INFORMATION SUPPLIED -
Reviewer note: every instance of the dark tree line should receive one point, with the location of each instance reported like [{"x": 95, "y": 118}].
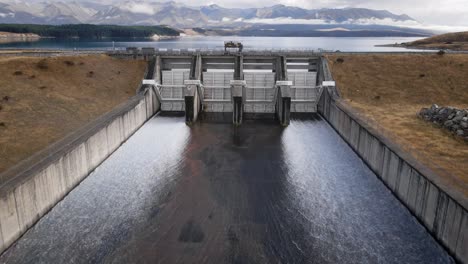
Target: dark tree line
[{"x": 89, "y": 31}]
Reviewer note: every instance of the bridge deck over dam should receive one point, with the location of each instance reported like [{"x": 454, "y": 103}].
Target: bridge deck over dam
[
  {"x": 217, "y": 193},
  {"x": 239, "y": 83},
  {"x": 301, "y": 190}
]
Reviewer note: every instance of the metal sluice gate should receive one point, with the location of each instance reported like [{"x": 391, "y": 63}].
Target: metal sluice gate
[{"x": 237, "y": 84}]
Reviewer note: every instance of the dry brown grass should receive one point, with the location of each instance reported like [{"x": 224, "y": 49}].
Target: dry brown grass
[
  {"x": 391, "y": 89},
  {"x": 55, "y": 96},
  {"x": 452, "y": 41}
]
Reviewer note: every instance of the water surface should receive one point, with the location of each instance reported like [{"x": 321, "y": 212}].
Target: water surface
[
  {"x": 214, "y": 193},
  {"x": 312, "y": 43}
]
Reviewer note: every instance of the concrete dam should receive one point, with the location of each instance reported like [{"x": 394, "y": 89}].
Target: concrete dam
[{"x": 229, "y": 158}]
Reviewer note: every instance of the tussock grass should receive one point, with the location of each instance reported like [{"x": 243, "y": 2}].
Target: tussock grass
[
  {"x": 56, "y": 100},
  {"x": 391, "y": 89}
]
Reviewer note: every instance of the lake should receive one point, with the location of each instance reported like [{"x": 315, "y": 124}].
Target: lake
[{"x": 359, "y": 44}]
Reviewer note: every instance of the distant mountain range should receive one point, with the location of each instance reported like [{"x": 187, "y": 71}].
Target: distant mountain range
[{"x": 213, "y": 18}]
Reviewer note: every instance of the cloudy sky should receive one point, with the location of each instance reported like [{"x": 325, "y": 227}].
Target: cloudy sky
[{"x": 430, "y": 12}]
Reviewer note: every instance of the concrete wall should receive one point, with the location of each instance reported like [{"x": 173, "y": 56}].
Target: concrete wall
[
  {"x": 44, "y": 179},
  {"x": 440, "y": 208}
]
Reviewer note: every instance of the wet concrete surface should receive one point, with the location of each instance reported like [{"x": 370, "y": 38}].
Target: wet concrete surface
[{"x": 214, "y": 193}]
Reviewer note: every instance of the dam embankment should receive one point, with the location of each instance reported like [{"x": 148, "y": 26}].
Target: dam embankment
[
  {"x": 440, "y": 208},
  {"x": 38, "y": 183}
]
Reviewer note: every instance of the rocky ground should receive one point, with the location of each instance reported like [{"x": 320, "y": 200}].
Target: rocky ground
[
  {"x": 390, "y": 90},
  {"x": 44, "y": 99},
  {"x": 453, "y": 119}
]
--
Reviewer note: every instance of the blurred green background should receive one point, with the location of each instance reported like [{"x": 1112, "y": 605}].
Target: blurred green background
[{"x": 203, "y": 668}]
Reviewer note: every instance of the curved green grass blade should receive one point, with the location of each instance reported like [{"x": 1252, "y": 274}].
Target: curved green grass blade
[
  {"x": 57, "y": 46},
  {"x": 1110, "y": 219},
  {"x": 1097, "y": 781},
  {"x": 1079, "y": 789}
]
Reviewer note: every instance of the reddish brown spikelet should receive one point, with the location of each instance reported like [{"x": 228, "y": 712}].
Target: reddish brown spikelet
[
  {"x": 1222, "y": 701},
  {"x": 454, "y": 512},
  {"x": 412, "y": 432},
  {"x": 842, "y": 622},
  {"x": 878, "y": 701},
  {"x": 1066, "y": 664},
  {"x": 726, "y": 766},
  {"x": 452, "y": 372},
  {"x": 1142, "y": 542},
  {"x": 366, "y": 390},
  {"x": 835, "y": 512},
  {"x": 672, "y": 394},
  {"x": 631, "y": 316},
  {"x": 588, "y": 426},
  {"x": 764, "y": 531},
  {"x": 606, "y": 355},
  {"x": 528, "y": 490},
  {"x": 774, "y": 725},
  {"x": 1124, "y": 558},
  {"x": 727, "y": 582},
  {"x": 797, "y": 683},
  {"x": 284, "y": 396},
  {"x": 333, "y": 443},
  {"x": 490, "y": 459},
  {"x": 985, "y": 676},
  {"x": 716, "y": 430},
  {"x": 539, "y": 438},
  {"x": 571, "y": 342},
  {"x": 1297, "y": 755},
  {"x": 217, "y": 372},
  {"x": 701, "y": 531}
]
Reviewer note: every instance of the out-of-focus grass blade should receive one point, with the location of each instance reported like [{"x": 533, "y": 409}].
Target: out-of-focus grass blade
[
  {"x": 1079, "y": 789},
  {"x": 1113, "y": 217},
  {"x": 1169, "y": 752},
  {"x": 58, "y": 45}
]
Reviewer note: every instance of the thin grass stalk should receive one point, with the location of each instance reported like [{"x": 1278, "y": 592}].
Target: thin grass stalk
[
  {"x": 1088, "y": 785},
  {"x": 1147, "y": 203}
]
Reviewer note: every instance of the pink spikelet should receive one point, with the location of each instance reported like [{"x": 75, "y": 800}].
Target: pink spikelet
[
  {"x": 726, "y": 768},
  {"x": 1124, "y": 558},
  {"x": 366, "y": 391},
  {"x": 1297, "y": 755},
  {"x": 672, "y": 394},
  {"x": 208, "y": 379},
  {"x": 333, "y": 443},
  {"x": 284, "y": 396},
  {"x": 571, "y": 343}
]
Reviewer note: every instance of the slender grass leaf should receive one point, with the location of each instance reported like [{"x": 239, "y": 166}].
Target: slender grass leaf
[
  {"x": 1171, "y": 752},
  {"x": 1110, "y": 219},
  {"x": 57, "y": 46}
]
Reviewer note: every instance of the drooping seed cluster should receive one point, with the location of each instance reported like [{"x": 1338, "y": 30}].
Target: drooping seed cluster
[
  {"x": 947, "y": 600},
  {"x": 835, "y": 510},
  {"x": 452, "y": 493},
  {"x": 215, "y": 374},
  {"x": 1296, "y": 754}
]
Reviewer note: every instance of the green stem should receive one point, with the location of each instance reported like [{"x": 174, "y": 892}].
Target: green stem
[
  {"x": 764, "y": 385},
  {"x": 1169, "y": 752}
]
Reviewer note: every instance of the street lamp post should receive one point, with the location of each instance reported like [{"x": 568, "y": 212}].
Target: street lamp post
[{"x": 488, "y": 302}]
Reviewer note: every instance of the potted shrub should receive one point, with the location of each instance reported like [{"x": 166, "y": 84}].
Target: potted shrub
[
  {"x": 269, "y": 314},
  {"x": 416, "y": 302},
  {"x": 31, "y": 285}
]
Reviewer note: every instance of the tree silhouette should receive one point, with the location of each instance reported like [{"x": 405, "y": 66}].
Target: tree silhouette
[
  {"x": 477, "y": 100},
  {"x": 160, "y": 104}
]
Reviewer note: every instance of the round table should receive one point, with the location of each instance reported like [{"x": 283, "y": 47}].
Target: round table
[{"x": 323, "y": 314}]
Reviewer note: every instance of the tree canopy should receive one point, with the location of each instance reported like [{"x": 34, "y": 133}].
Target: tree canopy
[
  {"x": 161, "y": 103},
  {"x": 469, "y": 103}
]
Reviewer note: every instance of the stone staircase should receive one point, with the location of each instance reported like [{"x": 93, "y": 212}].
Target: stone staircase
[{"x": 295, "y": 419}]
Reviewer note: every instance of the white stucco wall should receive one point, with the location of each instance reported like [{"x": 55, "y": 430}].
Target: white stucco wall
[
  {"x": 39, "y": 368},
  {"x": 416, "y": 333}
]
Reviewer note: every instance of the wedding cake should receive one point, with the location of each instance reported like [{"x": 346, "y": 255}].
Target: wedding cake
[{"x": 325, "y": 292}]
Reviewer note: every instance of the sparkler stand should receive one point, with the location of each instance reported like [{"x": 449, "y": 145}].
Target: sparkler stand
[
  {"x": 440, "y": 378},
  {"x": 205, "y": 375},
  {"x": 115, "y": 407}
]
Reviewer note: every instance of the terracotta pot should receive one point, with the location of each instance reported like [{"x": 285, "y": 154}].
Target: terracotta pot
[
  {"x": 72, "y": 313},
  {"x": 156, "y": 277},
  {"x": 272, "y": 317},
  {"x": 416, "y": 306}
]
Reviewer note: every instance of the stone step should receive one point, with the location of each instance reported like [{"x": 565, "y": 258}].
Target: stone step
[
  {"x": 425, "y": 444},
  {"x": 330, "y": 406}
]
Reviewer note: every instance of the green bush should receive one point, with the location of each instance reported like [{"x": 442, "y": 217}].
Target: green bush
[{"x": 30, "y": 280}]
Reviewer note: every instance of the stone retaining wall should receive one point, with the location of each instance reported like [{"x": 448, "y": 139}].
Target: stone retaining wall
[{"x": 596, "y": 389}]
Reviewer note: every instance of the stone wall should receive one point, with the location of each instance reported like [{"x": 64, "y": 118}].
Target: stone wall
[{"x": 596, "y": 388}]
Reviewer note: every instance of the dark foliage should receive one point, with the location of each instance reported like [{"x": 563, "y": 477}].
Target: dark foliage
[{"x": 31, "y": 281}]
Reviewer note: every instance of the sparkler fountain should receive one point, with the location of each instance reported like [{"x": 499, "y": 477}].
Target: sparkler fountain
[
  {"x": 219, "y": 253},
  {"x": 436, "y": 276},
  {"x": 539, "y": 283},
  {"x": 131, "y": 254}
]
==
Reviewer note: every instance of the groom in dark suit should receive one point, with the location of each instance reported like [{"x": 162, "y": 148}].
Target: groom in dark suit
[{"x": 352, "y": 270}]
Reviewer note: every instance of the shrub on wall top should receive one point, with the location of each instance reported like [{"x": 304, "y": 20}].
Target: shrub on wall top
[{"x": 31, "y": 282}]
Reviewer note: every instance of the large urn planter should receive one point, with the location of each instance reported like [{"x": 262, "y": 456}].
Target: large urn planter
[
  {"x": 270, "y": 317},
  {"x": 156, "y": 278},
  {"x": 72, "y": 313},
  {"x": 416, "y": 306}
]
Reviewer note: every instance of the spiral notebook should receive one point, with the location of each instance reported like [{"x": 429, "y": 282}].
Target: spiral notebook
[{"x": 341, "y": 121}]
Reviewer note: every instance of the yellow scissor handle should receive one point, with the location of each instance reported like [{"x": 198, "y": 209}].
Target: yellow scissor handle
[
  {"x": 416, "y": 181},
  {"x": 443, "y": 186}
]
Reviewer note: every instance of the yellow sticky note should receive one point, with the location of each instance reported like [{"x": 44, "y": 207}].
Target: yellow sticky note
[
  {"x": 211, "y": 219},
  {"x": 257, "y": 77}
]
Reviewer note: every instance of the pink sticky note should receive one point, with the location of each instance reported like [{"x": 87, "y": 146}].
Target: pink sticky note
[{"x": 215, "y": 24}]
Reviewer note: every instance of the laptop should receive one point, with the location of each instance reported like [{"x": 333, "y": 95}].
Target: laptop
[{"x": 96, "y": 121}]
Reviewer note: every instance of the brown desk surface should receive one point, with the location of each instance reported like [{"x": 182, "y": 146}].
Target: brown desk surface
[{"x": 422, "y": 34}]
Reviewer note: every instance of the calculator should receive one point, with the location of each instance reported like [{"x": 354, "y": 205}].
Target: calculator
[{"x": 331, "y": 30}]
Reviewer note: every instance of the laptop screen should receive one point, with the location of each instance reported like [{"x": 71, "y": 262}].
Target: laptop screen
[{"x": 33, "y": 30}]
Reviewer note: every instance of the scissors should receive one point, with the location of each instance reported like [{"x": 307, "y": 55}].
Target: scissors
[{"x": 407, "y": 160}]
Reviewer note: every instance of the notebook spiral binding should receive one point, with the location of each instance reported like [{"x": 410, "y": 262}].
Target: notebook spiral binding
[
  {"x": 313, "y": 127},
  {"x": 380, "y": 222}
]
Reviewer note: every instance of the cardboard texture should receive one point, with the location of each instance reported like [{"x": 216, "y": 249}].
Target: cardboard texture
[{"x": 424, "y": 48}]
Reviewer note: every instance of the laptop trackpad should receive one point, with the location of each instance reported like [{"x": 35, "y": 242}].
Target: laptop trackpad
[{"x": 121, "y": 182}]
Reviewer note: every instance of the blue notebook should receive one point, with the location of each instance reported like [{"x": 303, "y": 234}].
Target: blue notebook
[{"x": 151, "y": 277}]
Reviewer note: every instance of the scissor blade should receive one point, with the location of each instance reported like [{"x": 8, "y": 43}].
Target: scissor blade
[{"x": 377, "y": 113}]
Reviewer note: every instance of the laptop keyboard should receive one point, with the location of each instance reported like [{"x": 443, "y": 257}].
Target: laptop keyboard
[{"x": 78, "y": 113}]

INSTRUCTIONS FOR THE TASK - Copy out the lines above exactly, beginning at the one that contains "Target: stone staircase" and ending at the one that contains "Reviewer note: every instance of the terracotta".

THE COMPLETED TASK -
Target: stone staircase
[{"x": 295, "y": 419}]
Reviewer note: every instance of the white stucco wall should receive one point, with the location of each instance reported like [{"x": 55, "y": 430}].
Target: white stucco wall
[
  {"x": 39, "y": 368},
  {"x": 416, "y": 333}
]
Reviewer note: every instance of the wedding cake should receive one point, with the location of each instance reported like [{"x": 346, "y": 255}].
Target: wedding cake
[{"x": 325, "y": 292}]
Reviewer note: every instance of the sparkler stand should receive one point, with the location of each instance reported like [{"x": 449, "y": 145}].
Target: sparkler stand
[
  {"x": 440, "y": 378},
  {"x": 205, "y": 375},
  {"x": 115, "y": 407}
]
Reviewer note: every instance of the terracotta pot should receive one point, with the location of each instance reported like [{"x": 285, "y": 154}].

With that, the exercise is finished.